Quote the forum thread below about Catholic baptism word for word, beginning at the words containing "## Edward (Feb" and stopping after "to the Validity of Certain Baptisms (1987)".

Selected passage
**********

# sufficiency



## Pittzburghkid (Feb 1, 2012)

Having come from a Catholic background and now living grace filled and born again and eagerly learning of the reformed tradition I have a question. Considering the reformed position on baptism was my Catholic baptism sufficient?


----------



## jogri17 (Feb 1, 2012)

Welcome to the bord! I wasnt not raised with any religion, but I also was baptized as an infant. The vast vast vast majority of all Reformed and Presbyterian theologians have taught that Roman Catholicism while, teaches a false Gospel, administrates a proper baptism because of Doctrine of the Trinity. This is sufficient to call them apostate (not apostate not heretical) and thus not require to go through the procedure again. 

Also please remember that while all subjects are open to discussion, all that the moderators ask is that you always post with a signature. A quick search will show you how to do so! 

Welcome brother, I look forward in interacting with you.


----------



## Contra_Mundum (Feb 1, 2012)

I agree with Joseph's response (above).

I will add,

The Presbyterian/Reformed will usually say, "what God said, when you were baptized, is the only Word that mattered."
I am aware of some within my (later) tradition who oppose RC baptism as _non-Christian_.

The Baptist (whether as an offshoot of the Reformed tradition, or coming from Anabaptist roots) will most often say, "you need to say what you mean, when you are baptized."

Obviously, this is a pretty clear divide within the Reformed world, but we still try to love one another.


----------



## Romans922 (Feb 1, 2012)

I too being raised Roman Catholic had to determine this question as well. The PCA church I joined (the first one after my conversion) decided that it was a valid baptism (it is left up to the Sessions in the PCA). However, as I approached the time of my ordination exams I decided to study the issue further, for obvious reasons. I came to the conclusion that they were invalid, and I needed to be baptized. The big argument is that Roman Catholic assemblies are not part of the true church. You wouldn't let a member of Roman Catholicism take part in the Lord's Supper would you? They are not part of the true Church which proclaims faithfully the Gospel in Word and Sacrament. So to take as valid a 'baptism' that was administered by an unlawfully ordained man (priest - not a lawfully ordained man) in the assembly of a pagan religion of many gods would be wrong. I really don't see how a mormon baptism would be any different than a Roman Catholic baptism. Neither are part of the true church, neither proclaim the Gospel in Word or Sacrament, neither have truly ordained ministers... 

A good article you can read can be found here: Are Roman Catholic Baptisms Valid? « Building Old School Churches 

And a good lecture by Dr. Willborn: http://www.sermonaudio.com/playpopup.asp?SID=9105163935


----------



## Edward (Feb 1, 2012)

I'd recommend the Position Paper and the Minority Report on the Validity of Certain Baptisms.

PCA Position Papers: Baptism - Appendix P - Report of the Study Committee on Question Relating to the Validity of Certain Baptisms (1987)

PCA Position Papers: Minority Report from the Committee to Study the Validity of Certain Baptisms (1987)


----------



## Pittzburghkid (Feb 2, 2012)

Thanks for the replies and especially the links to further study.


----------



## gordo (Feb 8, 2012)

Glad I found this thread. I was wondering about this as I was baptised Anglican as in infant. Thanks for all the info posted above!


----------

**********

Source data

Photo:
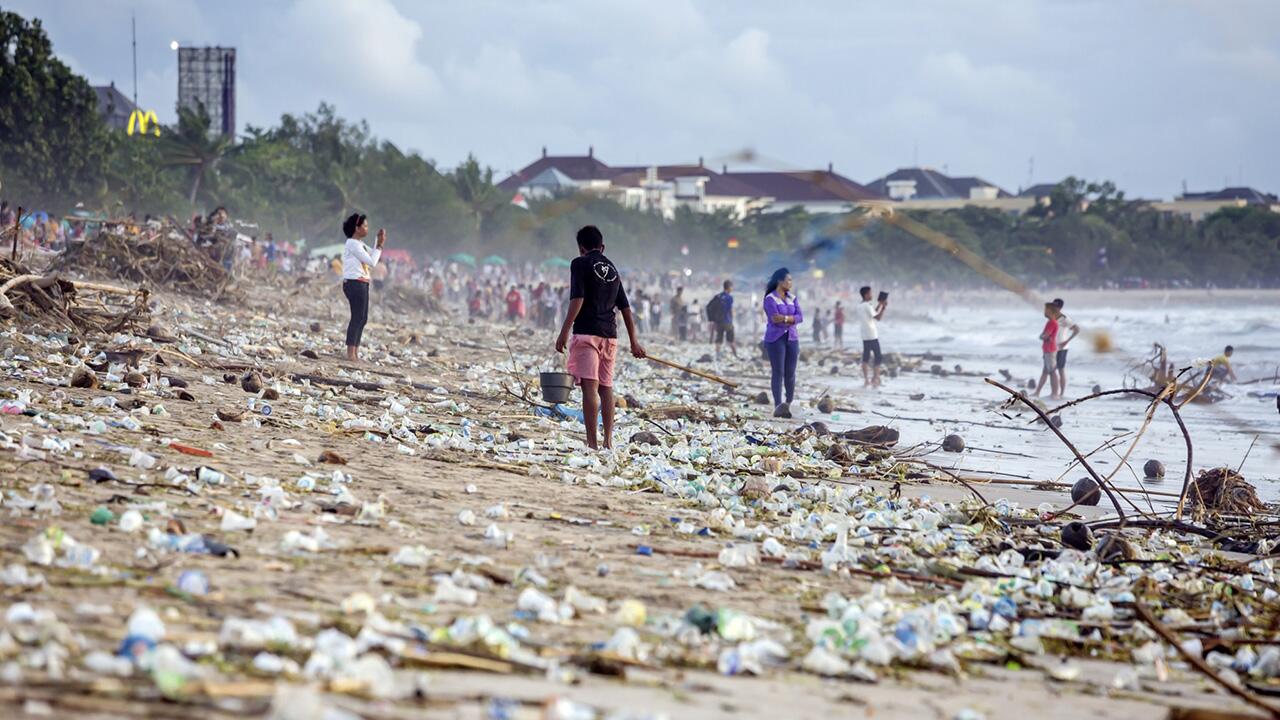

**********

Problem solution
## Edward (Feb 1, 2012)

I'd recommend the Position Paper and the Minority Report on the Validity of Certain Baptisms.

PCA Position Papers: Baptism - Appendix P - Report of the Study Committee on Question Relating to the Validity of Certain Baptisms (1987)